• [TRY IT]: Retype the stretch from "When evil head" through "hunger strike prevention." in the labor camp account.

• [TEXT BLOCK]:
--- START ---
When evil head Jiang Zemin visited Xi'an City in March 2002, labour camp officials intensified the persecution of practitioners. They sent Li Zhen and other guards to Masanjia Forced Labour Camp for training on how to “reform” practitioners. The guards then set aside seven or eight small rooms in the south building to torture practitioners day and night. Two guards and one collaborator were in each room. Even the guards themselves considered 2002 and 2003 the most horrifying time. Each guard was given a white booklet with more than 100 pages. The booklet described all kinds of tortures, including prohibiting practitioners from doing the exercises, intensive labour until practitioners' previous illnesses recur, and forced drug ingestion. The booklet also addressed hunger strike prevention.
Ms. Liu Gaixian, a practitioner from Qishan County in Baoji City, was hung onto a metal gate during a hot summer and exposed to the burning sun all day long, without water or access to a toilet. She was put in solitary confinement at dusk where a television was set at the highest volume and the highest brightness. She had to sit only 10 centimetres (less than four inches) from the television screen, devastating her eyes. Following her labour camp detention, Ms. Liu was sentenced to imprisonment for a term of three and a half years. While incarcerated, she was tortured to a life-threatening condition. Ms. Liu died on October 22, 2006, at age 55, about two months after her release.
--- END ---
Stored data
--- START ---
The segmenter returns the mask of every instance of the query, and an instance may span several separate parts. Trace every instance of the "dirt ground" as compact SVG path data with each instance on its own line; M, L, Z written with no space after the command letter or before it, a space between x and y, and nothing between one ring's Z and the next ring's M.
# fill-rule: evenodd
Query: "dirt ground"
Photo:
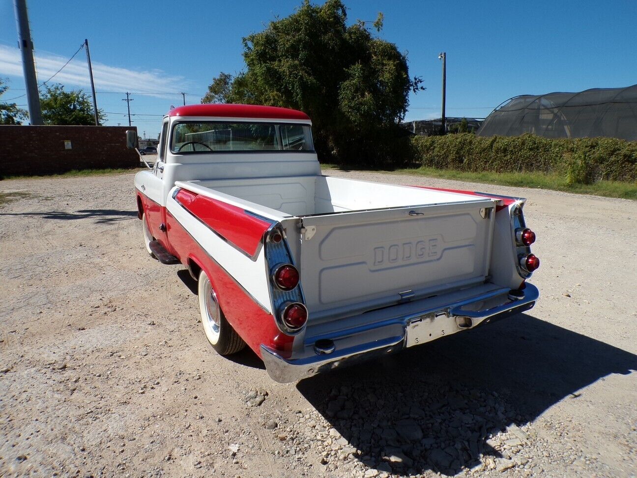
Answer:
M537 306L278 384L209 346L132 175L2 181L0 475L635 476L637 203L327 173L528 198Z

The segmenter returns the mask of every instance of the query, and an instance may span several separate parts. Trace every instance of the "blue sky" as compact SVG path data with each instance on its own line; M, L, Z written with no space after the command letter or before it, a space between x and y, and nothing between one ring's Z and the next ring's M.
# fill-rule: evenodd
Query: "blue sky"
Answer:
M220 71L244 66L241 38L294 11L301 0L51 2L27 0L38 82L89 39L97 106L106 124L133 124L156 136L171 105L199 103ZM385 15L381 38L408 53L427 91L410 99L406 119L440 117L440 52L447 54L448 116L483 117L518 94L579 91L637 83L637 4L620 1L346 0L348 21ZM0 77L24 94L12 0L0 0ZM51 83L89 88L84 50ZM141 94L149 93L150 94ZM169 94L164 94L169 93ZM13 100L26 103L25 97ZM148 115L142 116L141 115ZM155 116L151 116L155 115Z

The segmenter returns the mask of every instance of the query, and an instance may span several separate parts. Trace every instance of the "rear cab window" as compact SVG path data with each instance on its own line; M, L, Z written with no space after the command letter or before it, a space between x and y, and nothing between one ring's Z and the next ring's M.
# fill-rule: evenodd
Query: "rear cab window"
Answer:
--- END ---
• [WRITTEN ANSWER]:
When evil head Jiang Zemin visited Xi'an City in March 2002, labour camp officials intensified the persecution of practitioners. They sent Li Zhen and other guards to Masanjia Forced Labour Camp for training on how to “reform” practitioners. The guards then set aside seven or eight small rooms in the south building to torture practitioners day and night. Two guards and one collaborator were in each room. Even the guards themselves considered 2002 and 2003 the most horrifying time. Each guard was given a white booklet with more than 100 pages. The booklet described all kinds of tortures, including prohibiting practitioners from doing the exercises, intensive labour until practitioners' previous illnesses recur, and forced drug ingestion. The booklet also addressed hunger strike prevention.